◆ Exercise brief
Please answer from the client-server architecture article below: which tier architecture does it call the most commonly used for building web applications?

◆ Supplied text
This article will discuss the various architectures of Client-Server environments. Perhaps the most influential Client-Server environment is the Internet and its global users. With the increasing use of web applications, an examination of the best architecture to support web applications is timely. The architectural component of this discussion will focus on the underlying structures and schematics that best build web applications. Specifically, we will be discussing tier architecture, which is the breaking down of an application into logical chunks that are called Tiers. Tiers can exist on the same computer and be connected virtually or logically or on different machines.
The simplest examples of tier architecture are enumerated as 1-Tier, 2-Tier, and 3-Tier. 1-Tier Architecture is the simplest, single tier on single user, and is the equivalent of running an application on a personal computer. All the required component to run the application are located within it. User interface, business logic, and data storage are all located on the same machine. They are the easiest to design, but the least scalable. Because they are not part of a network, they are useless for designing web applications. 2-Tier Architectures supply a basic network between a client and a server. For example, the basic web model is a 2-Tier Architecture. A web browser makes a request from a web server, which then processes the request and returns the desired response, in this case, web pages. This approach improves scalability and divides the user interface from the data layers. However, it does not divide application layers so they can be utilized separately. This makes them difficult to update and not specialized. The entire application must be updated because layers aren’t separated.
3-Tier Architecture is most commonly used to build web applications. In this model, the browser acts like a client, middleware or an application server contains the business logic, and database servers handle data functions. This approach separates business logic from display and data. But, it does not specialize functional layers. Its fine for prototypical or very simple web applications, but it doesn’t measure up to the complexity demanded of web applications. The application server is still too broad, with too many functions grouped together. This reduces flexibility and scalability. N-Tier Architectures provide finer granularity, which provides more modules to choose from as the application is separated into smaller functions.
Usually N-Tier Architecture begins as a 3-Tier model and is expanded. It provides finer granularity. Granularity is the ability of a system, in this case, an application, to be broken down into smaller components or granules. The finer the granularity, the greater the flexibility of a system. It can also be referred to as a system’s modularity. Therefore, it refers to the pulling apart of an application into separate layers or finer grains.

◆ Record set
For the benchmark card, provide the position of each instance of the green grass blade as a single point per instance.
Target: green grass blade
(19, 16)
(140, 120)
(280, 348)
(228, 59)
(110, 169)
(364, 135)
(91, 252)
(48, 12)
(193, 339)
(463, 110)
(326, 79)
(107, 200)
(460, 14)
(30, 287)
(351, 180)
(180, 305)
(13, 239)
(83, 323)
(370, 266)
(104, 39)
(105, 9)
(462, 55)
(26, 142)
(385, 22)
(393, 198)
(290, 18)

---

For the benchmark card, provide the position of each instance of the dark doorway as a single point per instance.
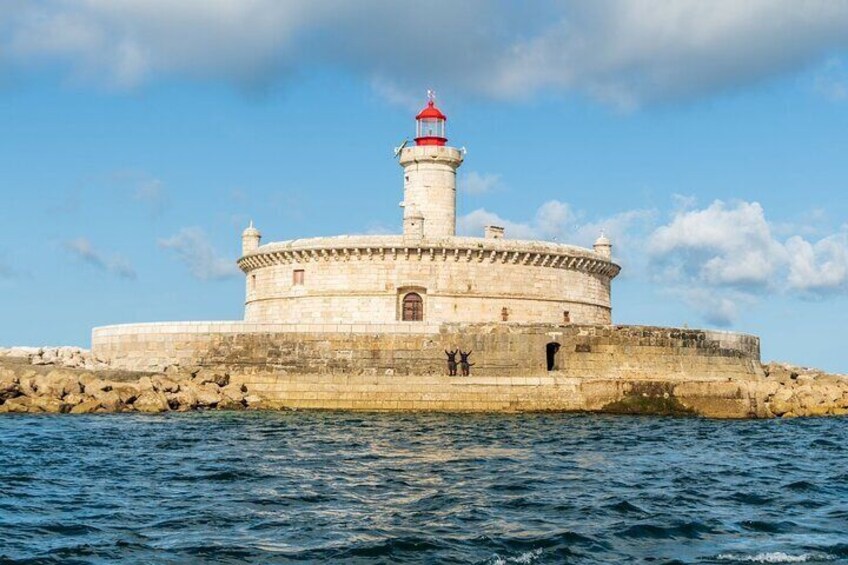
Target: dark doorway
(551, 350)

◆ Output of the exercise
3-Tier Architecture.